** STATED PROBLEM **
Please list each line of the records below that contains the string "segment", copying every such line in full. Case counts.

** SUPPLIED INFORMATION **
╭──

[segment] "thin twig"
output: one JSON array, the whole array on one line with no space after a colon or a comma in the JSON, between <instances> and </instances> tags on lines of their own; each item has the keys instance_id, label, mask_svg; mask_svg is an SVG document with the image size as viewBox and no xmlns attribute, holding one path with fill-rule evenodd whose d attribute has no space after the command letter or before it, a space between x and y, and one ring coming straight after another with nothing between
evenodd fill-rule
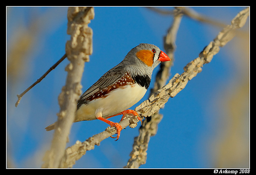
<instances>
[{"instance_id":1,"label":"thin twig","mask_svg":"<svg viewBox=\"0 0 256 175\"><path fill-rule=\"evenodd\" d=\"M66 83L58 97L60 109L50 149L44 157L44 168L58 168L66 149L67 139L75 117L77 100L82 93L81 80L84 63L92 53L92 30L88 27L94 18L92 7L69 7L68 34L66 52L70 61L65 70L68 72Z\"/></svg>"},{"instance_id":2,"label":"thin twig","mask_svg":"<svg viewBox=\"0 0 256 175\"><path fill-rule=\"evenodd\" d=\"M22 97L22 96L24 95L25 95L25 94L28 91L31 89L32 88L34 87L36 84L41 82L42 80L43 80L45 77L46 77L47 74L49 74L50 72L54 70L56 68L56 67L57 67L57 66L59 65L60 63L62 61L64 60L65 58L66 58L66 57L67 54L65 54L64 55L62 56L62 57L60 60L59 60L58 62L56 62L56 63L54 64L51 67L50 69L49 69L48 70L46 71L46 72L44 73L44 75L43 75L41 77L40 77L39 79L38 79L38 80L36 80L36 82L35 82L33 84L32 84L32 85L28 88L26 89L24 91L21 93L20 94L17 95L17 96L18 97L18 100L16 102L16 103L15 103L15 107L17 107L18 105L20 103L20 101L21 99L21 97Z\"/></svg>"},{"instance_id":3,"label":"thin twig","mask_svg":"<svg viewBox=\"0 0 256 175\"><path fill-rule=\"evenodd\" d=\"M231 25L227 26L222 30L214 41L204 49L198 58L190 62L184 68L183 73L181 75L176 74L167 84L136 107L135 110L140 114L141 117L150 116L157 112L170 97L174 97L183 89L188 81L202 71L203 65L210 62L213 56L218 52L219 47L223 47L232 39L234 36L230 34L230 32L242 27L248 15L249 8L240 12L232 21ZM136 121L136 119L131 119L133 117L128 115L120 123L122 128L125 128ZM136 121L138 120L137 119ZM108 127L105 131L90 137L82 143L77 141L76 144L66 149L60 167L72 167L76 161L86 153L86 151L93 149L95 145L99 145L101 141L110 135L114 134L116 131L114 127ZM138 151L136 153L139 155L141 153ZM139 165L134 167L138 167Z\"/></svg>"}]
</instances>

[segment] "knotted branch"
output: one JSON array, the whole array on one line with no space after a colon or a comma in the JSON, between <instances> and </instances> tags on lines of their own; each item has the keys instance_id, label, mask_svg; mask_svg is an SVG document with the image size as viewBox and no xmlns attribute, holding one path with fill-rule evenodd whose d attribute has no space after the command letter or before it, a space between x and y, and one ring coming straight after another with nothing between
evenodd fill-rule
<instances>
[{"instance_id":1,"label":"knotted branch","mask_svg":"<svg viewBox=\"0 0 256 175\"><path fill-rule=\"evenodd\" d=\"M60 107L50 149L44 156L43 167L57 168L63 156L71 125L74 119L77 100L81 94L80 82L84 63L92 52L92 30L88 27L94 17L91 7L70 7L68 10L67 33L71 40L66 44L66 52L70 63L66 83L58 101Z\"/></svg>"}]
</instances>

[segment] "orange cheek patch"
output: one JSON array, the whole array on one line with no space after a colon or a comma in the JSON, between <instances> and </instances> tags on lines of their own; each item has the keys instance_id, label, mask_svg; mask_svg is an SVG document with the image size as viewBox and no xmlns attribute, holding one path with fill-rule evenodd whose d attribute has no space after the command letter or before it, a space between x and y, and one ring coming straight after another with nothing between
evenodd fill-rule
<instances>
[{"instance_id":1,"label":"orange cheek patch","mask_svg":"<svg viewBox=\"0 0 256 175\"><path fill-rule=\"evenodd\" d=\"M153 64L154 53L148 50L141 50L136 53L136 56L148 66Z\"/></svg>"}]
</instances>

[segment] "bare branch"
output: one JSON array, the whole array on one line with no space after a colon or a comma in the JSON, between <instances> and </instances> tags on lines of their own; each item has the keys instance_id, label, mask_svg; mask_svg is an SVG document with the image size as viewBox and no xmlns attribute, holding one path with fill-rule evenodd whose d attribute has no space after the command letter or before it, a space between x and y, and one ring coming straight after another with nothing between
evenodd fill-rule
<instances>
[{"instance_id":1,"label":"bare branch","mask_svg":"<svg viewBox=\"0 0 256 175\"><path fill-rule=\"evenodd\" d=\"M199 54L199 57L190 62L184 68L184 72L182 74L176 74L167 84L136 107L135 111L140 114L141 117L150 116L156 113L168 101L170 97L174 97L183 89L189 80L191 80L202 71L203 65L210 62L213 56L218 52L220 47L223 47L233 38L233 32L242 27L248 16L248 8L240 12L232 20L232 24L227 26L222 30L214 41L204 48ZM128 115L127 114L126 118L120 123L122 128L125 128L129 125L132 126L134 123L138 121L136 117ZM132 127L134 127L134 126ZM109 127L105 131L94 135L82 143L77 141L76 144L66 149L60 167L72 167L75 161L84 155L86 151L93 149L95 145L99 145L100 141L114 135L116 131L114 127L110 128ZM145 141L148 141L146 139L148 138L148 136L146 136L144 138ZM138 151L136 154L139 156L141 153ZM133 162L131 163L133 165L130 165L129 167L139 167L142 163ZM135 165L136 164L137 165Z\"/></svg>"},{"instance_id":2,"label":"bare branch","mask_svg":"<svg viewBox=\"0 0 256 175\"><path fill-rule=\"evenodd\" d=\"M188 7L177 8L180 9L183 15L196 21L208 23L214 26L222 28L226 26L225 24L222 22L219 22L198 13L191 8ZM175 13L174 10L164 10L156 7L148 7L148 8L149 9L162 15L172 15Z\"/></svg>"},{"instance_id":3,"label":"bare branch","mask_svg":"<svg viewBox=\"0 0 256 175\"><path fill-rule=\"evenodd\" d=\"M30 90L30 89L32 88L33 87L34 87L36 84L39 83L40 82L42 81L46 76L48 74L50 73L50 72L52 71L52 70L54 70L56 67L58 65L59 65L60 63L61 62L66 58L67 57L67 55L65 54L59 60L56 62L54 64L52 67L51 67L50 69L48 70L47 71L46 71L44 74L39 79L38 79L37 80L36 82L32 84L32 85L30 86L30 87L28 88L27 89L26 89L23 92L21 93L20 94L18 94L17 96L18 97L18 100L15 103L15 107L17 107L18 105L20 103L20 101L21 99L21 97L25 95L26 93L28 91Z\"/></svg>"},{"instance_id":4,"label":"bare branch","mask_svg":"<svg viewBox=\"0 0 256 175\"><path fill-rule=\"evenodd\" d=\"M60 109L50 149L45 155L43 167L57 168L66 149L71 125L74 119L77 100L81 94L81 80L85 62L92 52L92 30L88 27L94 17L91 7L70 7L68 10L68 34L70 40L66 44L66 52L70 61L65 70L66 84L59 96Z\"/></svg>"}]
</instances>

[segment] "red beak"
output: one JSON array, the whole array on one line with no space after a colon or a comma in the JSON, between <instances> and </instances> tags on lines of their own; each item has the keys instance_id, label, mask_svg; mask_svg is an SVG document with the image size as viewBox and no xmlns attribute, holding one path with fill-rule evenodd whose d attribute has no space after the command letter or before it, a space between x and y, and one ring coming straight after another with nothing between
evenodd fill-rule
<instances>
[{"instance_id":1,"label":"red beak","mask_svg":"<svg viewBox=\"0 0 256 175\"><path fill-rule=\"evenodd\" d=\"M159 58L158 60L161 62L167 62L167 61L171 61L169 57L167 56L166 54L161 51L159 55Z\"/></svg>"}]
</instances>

╰──

** SOLUTION TO THIS EXERCISE **
[segment] "thin twig"
[segment] "knotted branch"
[segment] "orange cheek patch"
[segment] "bare branch"
[segment] "red beak"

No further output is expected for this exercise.